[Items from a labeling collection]

_ _ _

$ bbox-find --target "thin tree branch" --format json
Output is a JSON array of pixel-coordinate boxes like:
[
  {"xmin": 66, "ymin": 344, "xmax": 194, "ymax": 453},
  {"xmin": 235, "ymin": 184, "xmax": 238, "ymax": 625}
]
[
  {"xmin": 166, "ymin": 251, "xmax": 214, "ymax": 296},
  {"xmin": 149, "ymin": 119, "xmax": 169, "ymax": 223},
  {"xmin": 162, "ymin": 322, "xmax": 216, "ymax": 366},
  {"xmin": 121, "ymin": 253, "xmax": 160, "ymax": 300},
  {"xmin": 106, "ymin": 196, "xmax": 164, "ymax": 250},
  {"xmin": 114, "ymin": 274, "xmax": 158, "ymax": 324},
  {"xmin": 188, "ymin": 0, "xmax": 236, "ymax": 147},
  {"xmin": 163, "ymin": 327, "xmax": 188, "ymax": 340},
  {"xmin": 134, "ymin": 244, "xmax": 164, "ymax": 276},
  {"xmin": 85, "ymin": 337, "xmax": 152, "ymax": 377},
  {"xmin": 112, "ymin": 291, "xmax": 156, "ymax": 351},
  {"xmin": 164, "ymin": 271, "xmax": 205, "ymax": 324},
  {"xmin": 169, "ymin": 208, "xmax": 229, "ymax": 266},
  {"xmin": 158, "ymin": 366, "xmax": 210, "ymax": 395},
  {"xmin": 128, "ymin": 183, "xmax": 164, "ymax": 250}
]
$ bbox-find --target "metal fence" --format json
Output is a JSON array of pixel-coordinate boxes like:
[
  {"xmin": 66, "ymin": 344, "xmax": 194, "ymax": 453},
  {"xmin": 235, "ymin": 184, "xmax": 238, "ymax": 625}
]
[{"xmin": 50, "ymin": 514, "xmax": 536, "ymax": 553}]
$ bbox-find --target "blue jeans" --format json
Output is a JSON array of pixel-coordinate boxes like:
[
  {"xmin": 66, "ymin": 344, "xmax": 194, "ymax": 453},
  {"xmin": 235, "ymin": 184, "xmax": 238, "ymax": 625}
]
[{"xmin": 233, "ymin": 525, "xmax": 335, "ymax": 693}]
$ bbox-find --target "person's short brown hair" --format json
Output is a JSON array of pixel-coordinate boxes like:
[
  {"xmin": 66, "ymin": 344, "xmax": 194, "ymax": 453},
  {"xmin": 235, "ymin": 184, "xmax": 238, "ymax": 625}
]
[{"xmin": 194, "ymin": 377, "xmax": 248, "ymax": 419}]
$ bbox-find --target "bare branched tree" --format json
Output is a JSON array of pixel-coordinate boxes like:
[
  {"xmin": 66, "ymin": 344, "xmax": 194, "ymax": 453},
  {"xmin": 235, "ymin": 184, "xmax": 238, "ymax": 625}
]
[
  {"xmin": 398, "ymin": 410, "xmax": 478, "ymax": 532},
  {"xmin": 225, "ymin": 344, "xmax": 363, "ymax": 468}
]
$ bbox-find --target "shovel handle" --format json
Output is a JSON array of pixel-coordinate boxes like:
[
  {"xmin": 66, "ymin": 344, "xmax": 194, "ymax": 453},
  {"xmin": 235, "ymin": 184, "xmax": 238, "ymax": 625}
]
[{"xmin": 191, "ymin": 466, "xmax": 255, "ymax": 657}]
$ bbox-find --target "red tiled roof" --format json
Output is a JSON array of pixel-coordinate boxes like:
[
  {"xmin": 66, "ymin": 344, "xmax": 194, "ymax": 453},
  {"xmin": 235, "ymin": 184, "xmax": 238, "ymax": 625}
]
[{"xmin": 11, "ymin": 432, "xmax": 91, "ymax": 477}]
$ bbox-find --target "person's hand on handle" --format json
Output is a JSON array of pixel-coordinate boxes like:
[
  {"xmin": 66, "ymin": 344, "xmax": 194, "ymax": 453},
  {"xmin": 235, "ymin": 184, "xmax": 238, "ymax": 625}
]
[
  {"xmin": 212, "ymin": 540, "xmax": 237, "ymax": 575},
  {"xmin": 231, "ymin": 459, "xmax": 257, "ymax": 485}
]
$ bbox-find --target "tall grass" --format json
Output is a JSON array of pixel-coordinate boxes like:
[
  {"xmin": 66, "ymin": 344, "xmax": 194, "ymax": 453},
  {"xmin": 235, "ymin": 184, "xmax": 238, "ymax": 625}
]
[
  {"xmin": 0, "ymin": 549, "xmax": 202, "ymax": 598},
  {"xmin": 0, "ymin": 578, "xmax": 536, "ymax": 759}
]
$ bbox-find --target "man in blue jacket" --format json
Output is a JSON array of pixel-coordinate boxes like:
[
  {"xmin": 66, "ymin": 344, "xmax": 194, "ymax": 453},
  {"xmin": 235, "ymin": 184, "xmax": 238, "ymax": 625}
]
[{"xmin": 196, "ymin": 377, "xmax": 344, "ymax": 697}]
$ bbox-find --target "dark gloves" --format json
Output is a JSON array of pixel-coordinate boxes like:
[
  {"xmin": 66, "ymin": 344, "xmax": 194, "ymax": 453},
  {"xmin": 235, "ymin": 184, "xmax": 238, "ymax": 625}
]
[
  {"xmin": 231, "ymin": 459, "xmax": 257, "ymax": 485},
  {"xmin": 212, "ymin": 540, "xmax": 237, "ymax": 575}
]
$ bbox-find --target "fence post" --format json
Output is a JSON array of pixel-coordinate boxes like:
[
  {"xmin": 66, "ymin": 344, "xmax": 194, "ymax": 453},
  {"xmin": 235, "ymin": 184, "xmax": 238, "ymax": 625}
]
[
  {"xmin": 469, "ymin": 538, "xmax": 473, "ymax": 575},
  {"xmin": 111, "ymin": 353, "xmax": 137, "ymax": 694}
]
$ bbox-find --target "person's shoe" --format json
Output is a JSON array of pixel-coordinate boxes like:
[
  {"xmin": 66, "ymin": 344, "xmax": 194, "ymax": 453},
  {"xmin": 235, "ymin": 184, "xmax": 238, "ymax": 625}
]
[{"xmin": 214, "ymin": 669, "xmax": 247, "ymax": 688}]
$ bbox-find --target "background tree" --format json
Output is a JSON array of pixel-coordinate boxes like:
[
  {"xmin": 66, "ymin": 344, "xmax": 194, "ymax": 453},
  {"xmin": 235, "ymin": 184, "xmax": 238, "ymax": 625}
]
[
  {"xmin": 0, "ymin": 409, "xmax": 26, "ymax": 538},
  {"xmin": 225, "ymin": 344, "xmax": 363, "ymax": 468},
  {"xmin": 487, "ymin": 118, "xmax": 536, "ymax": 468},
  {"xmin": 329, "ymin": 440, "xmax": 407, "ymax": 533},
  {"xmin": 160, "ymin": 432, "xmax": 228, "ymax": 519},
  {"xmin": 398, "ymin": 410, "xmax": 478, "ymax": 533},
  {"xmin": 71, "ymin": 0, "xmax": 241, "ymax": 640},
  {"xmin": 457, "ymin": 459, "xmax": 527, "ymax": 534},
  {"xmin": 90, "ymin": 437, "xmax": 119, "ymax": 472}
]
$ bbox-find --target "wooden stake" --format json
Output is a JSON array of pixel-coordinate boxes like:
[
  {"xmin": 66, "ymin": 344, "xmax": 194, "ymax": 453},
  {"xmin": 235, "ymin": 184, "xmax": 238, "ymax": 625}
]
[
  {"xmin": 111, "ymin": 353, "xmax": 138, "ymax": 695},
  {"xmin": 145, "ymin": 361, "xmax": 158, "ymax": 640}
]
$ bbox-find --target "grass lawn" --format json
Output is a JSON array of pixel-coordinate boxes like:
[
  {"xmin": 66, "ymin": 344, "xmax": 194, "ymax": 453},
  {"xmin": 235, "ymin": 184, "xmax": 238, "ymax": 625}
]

_ _ _

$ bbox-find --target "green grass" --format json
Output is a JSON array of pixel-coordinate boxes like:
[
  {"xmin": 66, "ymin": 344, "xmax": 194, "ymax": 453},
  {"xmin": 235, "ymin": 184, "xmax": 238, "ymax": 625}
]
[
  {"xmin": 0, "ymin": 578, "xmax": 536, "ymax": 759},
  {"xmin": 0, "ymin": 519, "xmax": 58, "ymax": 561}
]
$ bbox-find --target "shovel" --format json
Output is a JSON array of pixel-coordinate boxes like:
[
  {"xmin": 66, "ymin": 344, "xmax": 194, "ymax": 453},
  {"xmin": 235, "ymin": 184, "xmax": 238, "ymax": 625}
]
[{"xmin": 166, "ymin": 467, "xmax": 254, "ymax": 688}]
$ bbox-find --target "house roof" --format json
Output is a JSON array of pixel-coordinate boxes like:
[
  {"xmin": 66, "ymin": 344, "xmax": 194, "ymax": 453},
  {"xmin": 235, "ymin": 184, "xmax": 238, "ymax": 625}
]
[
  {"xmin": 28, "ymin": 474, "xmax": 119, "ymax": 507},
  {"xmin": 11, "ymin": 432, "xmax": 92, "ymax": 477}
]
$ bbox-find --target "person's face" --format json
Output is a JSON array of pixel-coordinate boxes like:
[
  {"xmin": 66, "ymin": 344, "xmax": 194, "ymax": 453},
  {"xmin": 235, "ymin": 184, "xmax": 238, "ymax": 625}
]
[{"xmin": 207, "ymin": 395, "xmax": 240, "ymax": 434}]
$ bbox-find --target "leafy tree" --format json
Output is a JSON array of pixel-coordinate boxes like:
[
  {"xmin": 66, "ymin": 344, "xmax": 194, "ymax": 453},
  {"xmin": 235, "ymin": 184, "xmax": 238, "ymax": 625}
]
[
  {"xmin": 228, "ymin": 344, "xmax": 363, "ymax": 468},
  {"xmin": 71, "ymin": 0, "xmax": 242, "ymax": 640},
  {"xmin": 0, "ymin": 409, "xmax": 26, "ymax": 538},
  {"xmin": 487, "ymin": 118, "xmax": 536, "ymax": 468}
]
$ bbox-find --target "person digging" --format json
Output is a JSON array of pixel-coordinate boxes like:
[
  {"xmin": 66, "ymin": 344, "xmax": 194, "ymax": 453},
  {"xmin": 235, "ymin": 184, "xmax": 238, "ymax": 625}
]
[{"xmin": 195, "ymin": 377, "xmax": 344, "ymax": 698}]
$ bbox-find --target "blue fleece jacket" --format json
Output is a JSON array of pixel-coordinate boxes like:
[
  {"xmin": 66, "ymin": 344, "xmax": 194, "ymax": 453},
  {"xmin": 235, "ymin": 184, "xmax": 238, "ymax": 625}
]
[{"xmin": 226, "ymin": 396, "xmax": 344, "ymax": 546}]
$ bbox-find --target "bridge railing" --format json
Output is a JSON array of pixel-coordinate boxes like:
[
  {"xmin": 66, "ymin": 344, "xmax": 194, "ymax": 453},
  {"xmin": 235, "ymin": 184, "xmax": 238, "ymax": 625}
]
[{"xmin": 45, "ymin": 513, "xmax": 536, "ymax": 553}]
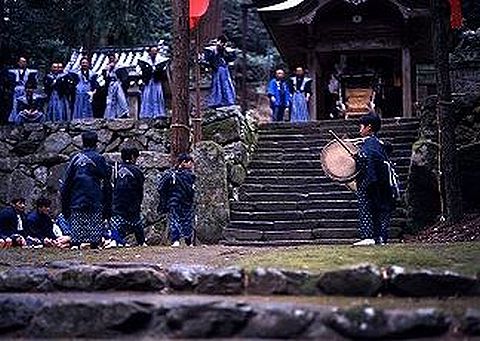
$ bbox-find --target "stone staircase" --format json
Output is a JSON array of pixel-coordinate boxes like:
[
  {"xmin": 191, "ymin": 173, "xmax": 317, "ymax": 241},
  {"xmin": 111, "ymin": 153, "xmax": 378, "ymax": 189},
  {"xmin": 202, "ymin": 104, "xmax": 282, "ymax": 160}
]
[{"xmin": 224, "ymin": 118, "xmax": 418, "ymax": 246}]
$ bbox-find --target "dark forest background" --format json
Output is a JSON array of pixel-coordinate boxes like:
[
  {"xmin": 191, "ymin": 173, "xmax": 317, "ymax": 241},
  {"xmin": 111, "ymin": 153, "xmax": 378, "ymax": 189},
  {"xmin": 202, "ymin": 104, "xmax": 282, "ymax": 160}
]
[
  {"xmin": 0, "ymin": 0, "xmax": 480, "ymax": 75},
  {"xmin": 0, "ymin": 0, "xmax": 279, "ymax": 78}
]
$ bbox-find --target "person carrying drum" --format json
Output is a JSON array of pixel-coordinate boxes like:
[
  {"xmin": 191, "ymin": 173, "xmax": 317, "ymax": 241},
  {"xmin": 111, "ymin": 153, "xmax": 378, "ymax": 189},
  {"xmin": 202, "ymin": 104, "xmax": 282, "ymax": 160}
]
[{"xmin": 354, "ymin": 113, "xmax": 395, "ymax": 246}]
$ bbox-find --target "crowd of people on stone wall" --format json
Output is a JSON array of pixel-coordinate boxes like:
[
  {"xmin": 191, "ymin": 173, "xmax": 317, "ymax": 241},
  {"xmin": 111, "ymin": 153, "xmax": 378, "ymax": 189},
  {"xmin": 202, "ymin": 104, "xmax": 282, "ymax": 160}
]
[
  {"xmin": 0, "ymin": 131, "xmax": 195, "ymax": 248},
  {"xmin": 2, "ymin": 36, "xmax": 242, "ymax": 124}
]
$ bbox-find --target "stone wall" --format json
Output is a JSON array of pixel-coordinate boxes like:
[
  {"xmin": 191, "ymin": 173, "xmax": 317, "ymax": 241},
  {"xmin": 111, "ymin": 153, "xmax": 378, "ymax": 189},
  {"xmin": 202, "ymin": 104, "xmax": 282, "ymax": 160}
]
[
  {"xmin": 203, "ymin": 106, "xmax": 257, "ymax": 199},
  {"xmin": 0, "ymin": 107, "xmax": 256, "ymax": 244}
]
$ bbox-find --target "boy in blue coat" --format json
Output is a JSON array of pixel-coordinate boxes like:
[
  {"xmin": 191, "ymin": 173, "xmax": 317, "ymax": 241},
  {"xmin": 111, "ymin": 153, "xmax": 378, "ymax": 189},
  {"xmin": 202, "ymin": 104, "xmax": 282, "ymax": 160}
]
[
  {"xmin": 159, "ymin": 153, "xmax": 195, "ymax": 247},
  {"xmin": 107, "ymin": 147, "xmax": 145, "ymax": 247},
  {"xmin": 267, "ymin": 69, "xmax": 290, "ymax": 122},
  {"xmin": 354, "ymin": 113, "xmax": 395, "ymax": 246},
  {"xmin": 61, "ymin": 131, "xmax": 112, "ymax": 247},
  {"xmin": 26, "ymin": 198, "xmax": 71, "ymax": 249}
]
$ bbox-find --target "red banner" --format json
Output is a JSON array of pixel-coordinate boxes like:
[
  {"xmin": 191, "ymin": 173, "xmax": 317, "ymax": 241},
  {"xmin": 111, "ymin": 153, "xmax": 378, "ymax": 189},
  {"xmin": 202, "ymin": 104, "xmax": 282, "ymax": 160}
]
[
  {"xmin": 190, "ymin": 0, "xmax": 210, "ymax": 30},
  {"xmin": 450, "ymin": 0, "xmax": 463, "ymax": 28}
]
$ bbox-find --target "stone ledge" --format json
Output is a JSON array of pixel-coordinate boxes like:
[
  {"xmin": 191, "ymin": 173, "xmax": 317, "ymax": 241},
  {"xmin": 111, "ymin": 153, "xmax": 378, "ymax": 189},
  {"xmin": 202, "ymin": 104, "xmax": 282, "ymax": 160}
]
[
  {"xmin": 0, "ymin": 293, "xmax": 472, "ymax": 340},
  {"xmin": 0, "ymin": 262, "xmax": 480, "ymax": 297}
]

_ _ _

## Aim
Gather every line of the items that contains the string "blue", treating uppercase and lowercase as different. Copy each such line in full.

## Response to this task
$ bbox-find --target "blue jeans" --format json
$ bbox-find --target "man in blue jacket" --format json
$ bbox-find --target "blue fleece jacket" --format json
$ bbox-find --target "boy in blue coat" --format json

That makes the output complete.